Provided information:
☆ ☆ ☆ ☆ ☆

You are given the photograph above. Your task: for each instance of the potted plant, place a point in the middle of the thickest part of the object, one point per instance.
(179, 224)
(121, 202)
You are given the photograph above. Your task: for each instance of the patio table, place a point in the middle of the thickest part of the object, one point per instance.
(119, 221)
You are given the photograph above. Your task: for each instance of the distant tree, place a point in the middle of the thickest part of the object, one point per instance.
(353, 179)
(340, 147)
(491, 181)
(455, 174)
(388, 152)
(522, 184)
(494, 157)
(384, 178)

☆ ☆ ☆ ☆ ☆

Please print the whole of the material verbatim.

You are given the photograph above. Your task: for each instance of the potted plant, place a point in the middle of the thickest part of the object, one point per instance.
(179, 224)
(121, 202)
You are given the photograph above. Your task: for each instance of the patio table, place a point in the middle of the thickest part of the object, one point per instance.
(119, 221)
You are given the photograph above. Your task: for each instance of the distant tree, place a point in the middle of the thickest part of the object, one point per instance.
(353, 179)
(340, 147)
(491, 181)
(455, 174)
(388, 152)
(522, 184)
(494, 157)
(384, 178)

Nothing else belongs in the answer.